▸ **Task instructions**:
Go through the entries one line at a time, and gather every line that has the word "pale".

▸ **Given data**:
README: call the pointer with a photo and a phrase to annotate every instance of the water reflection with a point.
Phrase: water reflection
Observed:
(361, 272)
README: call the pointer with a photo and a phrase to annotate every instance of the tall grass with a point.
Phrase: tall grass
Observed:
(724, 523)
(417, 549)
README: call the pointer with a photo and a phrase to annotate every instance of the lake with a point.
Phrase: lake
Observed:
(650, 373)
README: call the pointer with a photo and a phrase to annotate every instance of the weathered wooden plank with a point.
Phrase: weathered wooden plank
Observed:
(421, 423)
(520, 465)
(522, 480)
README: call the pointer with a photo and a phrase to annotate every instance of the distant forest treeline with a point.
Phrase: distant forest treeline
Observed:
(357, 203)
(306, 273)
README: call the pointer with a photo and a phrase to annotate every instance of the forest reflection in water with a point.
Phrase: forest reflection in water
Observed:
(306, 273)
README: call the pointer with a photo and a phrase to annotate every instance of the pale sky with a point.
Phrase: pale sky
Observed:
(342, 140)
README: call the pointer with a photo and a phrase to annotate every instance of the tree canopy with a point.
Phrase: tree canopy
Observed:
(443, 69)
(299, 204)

▸ **Response to the exercise**:
README: call the pointer with a photo and a phrase to annotate every instance of the pale sky with a point.
Phrase: pale sky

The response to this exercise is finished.